[Excerpts from a point labeling dataset]
--- begin ---

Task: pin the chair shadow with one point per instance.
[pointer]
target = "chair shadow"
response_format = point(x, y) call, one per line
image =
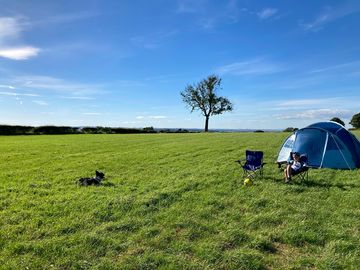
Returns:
point(108, 184)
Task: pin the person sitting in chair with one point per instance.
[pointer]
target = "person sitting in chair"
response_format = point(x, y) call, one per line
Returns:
point(293, 167)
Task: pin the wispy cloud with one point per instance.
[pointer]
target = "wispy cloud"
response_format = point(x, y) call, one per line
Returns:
point(157, 117)
point(40, 102)
point(349, 65)
point(151, 117)
point(296, 104)
point(190, 6)
point(55, 84)
point(324, 114)
point(91, 113)
point(78, 97)
point(68, 17)
point(153, 40)
point(266, 13)
point(207, 16)
point(18, 94)
point(250, 67)
point(330, 14)
point(10, 33)
point(7, 86)
point(19, 53)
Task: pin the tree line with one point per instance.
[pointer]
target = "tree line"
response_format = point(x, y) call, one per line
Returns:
point(52, 130)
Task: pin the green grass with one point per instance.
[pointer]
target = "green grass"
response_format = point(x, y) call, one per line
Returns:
point(170, 201)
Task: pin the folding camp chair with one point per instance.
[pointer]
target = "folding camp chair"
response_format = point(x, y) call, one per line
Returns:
point(303, 172)
point(253, 164)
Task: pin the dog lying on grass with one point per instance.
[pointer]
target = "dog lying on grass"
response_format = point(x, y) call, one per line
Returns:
point(92, 181)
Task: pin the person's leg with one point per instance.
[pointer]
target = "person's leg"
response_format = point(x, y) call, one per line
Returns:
point(288, 173)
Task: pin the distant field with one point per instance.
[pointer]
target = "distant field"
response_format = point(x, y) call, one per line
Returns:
point(170, 201)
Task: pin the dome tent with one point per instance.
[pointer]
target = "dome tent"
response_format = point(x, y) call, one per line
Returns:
point(327, 144)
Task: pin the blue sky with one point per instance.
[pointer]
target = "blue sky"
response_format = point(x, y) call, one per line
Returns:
point(124, 63)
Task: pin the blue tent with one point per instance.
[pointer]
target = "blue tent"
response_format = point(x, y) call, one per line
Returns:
point(327, 144)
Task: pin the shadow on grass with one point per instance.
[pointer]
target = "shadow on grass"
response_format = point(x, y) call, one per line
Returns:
point(311, 183)
point(108, 184)
point(327, 185)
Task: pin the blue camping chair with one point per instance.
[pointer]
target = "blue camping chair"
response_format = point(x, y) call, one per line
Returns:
point(303, 172)
point(253, 164)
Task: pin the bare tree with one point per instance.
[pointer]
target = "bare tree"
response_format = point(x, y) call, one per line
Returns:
point(203, 97)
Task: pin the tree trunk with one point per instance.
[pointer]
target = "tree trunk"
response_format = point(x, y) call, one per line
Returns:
point(206, 123)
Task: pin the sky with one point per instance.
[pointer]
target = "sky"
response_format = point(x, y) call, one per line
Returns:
point(124, 63)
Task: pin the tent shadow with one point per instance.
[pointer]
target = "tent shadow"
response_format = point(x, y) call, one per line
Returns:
point(327, 185)
point(108, 184)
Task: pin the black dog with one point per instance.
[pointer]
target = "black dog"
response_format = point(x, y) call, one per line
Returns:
point(92, 181)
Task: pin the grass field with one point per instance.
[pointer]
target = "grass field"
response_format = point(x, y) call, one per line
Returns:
point(170, 201)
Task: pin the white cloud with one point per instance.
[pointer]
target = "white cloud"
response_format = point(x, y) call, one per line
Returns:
point(251, 67)
point(17, 94)
point(153, 40)
point(7, 86)
point(266, 13)
point(318, 114)
point(157, 117)
point(10, 33)
point(10, 29)
point(350, 65)
point(40, 102)
point(78, 98)
point(330, 14)
point(91, 113)
point(151, 117)
point(78, 90)
point(19, 53)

--- end ---

_Task to carry out_: Copy all of the data above, switching every "instance" to "object" and leaving everything else unchanged. Omit the pictures from your copy.

_Answer to this problem_:
Task: pin the chair shadow with one point per object.
[pointer]
target = "chair shadow"
response_format = point(x, y) call, one per line
image =
Returns:
point(108, 184)
Task: pin the person sitting in chair with one point per object.
[pointer]
target = "person sitting in chair"
response_format = point(x, y) call, one per line
Returns:
point(293, 167)
Task: pin the wispy cloud with one point per object.
[pointer]
target = "wispy cloud"
response_format = point(x, y) call, one per line
Returns:
point(157, 117)
point(40, 102)
point(349, 65)
point(151, 117)
point(296, 104)
point(190, 6)
point(55, 84)
point(324, 114)
point(91, 113)
point(78, 97)
point(68, 17)
point(153, 40)
point(266, 13)
point(207, 16)
point(18, 94)
point(250, 67)
point(330, 14)
point(10, 33)
point(7, 86)
point(19, 53)
Task: pin the tree line with one point per object.
[pointer]
target = "tree line"
response_format = point(x, y) call, one per line
Returns:
point(52, 130)
Task: pin the green grass with one point per object.
[pointer]
target = "green grass"
response_format = point(x, y) call, one per line
Returns:
point(170, 201)
Task: pin the folding camp chair with one point per object.
[pointer]
target = "folding camp chair"
response_format = point(x, y) call, one per line
Returns:
point(303, 172)
point(253, 164)
Task: pin the dog lying on grass with one point per object.
[pointer]
target = "dog lying on grass"
response_format = point(x, y) call, one per line
Returns:
point(92, 181)
Task: pin the person's leg with one point per object.
[pointer]
target = "person's leg"
response_format = point(x, y) call, one per line
Returns:
point(288, 173)
Task: pin the distant field with one point per object.
[pointer]
target = "distant field"
response_format = point(x, y) call, one per line
Returns:
point(170, 201)
Task: pin the dome tent with one point per object.
[pointer]
target = "dome tent"
response_format = point(x, y) call, one per line
Returns:
point(327, 144)
Task: pin the blue sky with one point per object.
[pointer]
target = "blue sky"
response_format = point(x, y) call, one per line
Returns:
point(124, 63)
Task: pin the blue tent with one point per object.
[pointer]
target = "blue tent"
response_format = point(x, y) call, one per line
Returns:
point(327, 144)
Task: pin the shadow on grass with one point per object.
[pointer]
target = "shadow on grass"
response_format = point(x, y) call, one per line
Returns:
point(311, 183)
point(108, 184)
point(327, 185)
Task: pin the blue camping chair with one point per object.
[pointer]
target = "blue camping chair"
response_format = point(x, y) call, one per line
Returns:
point(303, 172)
point(253, 164)
Task: pin the bare tree with one point per object.
[pointer]
target = "bare tree"
response_format = point(x, y) call, one per line
Returns:
point(203, 97)
Task: pin the tree trunk with one point per object.
[pointer]
target = "tree trunk"
response_format = point(x, y) call, one per line
Returns:
point(206, 123)
Task: pin the sky with one point per object.
[pointer]
target = "sky"
response_format = point(x, y) call, one per line
Returns:
point(124, 63)
Task: pin the tent shadow with one point per object.
[pointer]
target = "tent shadow"
response_format = point(x, y) call, one per line
Returns:
point(327, 185)
point(108, 184)
Task: pin the black dog with one point per object.
[pointer]
target = "black dog"
response_format = point(x, y) call, one per line
Returns:
point(92, 181)
Task: pin the grass field with one point per object.
[pointer]
target = "grass field"
response_format = point(x, y) call, one per line
Returns:
point(170, 201)
Task: pin the white cloud with one point per object.
[pointer]
target = "white cloud"
response_format = point(x, y) call, one per line
Returns:
point(251, 67)
point(17, 94)
point(153, 40)
point(7, 86)
point(266, 13)
point(318, 114)
point(157, 117)
point(10, 33)
point(10, 29)
point(350, 65)
point(40, 102)
point(78, 98)
point(330, 14)
point(91, 113)
point(151, 117)
point(78, 90)
point(19, 53)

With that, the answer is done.